Abstract

Mesenchymal Stromal Cells (MSCs) are critical mediators of tissue repair and regeneration, a function increasingly attributed to their capacity for intercellular communication beyond paracrine signaling. This study investigates **mitochondrial donation** as a primary mechanism by which MSCs participate in regenerative processes, focusing on the cellular and molecular events at the interface of donor and recipient cells. We hypothesize that the transfer of healthy mitochondria from MSCs to metabolically compromised or injured cells is a key strategy for restoring cellular bioenergetics and promoting survival. Using co-culture models of MSCs and cells subjected to oxidative stress, we employed live-cell imaging, fluorescent mitochondrial tracking, and transmission electron microscopy to visualize the transfer process, alongside respirometry to quantify the functional recovery of recipient cells. Our findings demonstrate that MSCs actively transfer functional mitochondria, primarily via tunneling nanotubes, leading to a significant increase in the oxygen consumption rate and ATP production in the damaged cells. This direct metabolic support effectively mitigates cellular damage and enhances viability. The results underscore mitochondrial donation as a fundamental, non-genetic mechanism of MSC-mediated regeneration, offering a novel therapeutic target for conditions characterized by mitochondrial dysfunction and tissue injury.

- - - - -

List every experimental technique the abstract says was used in the co-culture study. None of the records are needed here.

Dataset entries
- - - - -

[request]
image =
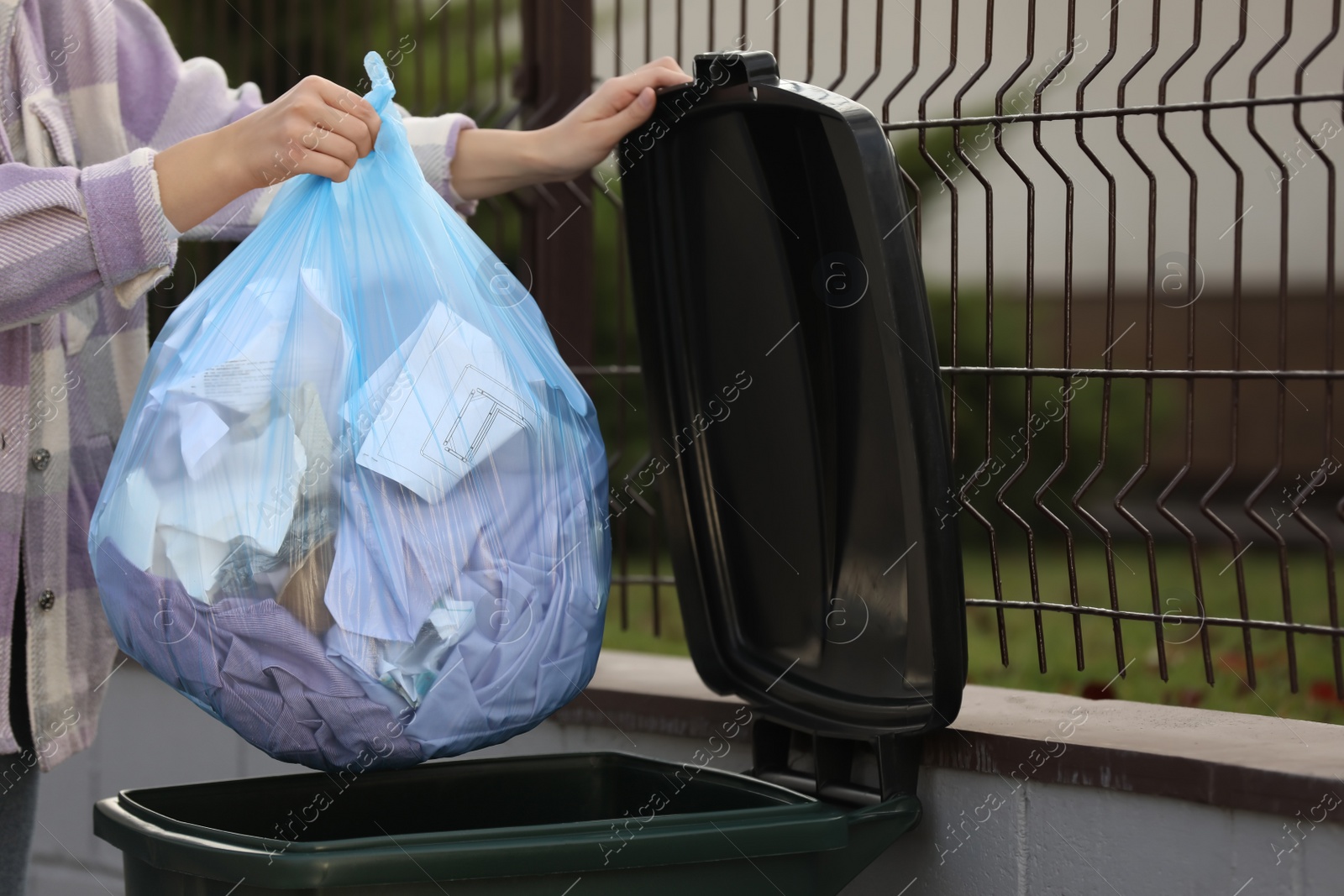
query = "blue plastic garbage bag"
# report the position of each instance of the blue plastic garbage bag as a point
(360, 506)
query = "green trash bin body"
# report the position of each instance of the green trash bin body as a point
(577, 824)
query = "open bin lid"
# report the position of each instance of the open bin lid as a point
(797, 419)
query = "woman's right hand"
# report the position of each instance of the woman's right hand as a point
(316, 128)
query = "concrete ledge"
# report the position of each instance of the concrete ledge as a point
(1222, 759)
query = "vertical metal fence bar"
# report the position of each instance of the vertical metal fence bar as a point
(1108, 358)
(1236, 385)
(1328, 436)
(877, 53)
(1191, 265)
(1068, 336)
(558, 231)
(1280, 406)
(1149, 300)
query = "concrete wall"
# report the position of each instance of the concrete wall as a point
(983, 833)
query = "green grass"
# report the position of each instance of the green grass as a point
(1183, 644)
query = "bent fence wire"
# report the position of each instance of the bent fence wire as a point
(1126, 212)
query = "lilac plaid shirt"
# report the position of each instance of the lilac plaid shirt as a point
(89, 90)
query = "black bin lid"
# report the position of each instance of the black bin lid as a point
(797, 423)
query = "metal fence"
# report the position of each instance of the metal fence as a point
(1126, 211)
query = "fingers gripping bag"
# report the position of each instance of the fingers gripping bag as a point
(358, 508)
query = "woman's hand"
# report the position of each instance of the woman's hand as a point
(591, 130)
(316, 128)
(496, 161)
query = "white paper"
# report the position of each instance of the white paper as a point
(284, 349)
(457, 406)
(250, 492)
(131, 517)
(201, 432)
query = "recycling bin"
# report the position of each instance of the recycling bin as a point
(801, 457)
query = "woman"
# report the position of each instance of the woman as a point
(112, 149)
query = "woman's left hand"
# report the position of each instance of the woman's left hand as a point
(494, 161)
(591, 129)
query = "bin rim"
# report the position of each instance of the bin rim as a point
(799, 824)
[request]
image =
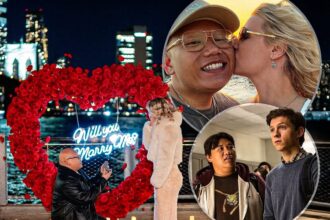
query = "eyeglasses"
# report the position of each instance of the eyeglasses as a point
(74, 157)
(194, 41)
(245, 34)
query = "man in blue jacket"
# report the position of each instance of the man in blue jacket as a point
(290, 185)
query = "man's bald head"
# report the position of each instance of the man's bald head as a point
(70, 159)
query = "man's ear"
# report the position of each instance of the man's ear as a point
(278, 51)
(209, 158)
(169, 70)
(300, 132)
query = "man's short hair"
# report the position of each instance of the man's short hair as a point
(213, 141)
(296, 119)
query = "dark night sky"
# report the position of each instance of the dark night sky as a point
(87, 28)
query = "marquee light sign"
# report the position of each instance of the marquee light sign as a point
(112, 136)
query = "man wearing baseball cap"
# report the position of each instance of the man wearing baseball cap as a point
(199, 57)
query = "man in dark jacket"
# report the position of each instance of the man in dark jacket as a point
(74, 193)
(291, 184)
(226, 189)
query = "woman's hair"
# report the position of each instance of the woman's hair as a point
(293, 31)
(167, 107)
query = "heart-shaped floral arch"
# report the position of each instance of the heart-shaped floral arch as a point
(88, 90)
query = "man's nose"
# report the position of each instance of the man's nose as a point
(276, 133)
(210, 47)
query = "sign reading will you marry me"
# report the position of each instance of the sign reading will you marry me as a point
(110, 136)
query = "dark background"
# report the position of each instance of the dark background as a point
(87, 28)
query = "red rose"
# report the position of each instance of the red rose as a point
(47, 140)
(29, 68)
(124, 166)
(27, 196)
(121, 58)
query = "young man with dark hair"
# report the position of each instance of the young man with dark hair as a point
(290, 185)
(226, 189)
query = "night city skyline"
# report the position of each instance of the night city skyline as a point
(87, 29)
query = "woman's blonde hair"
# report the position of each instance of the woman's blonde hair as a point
(293, 31)
(167, 107)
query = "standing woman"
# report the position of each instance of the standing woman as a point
(163, 138)
(278, 50)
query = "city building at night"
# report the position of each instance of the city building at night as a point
(3, 34)
(135, 46)
(36, 32)
(18, 58)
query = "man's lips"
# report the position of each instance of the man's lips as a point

- - - - -

- **Written response**
Live-cell imaging, fluorescent mitochondrial tracking, transmission electron microscopy, and respirometry.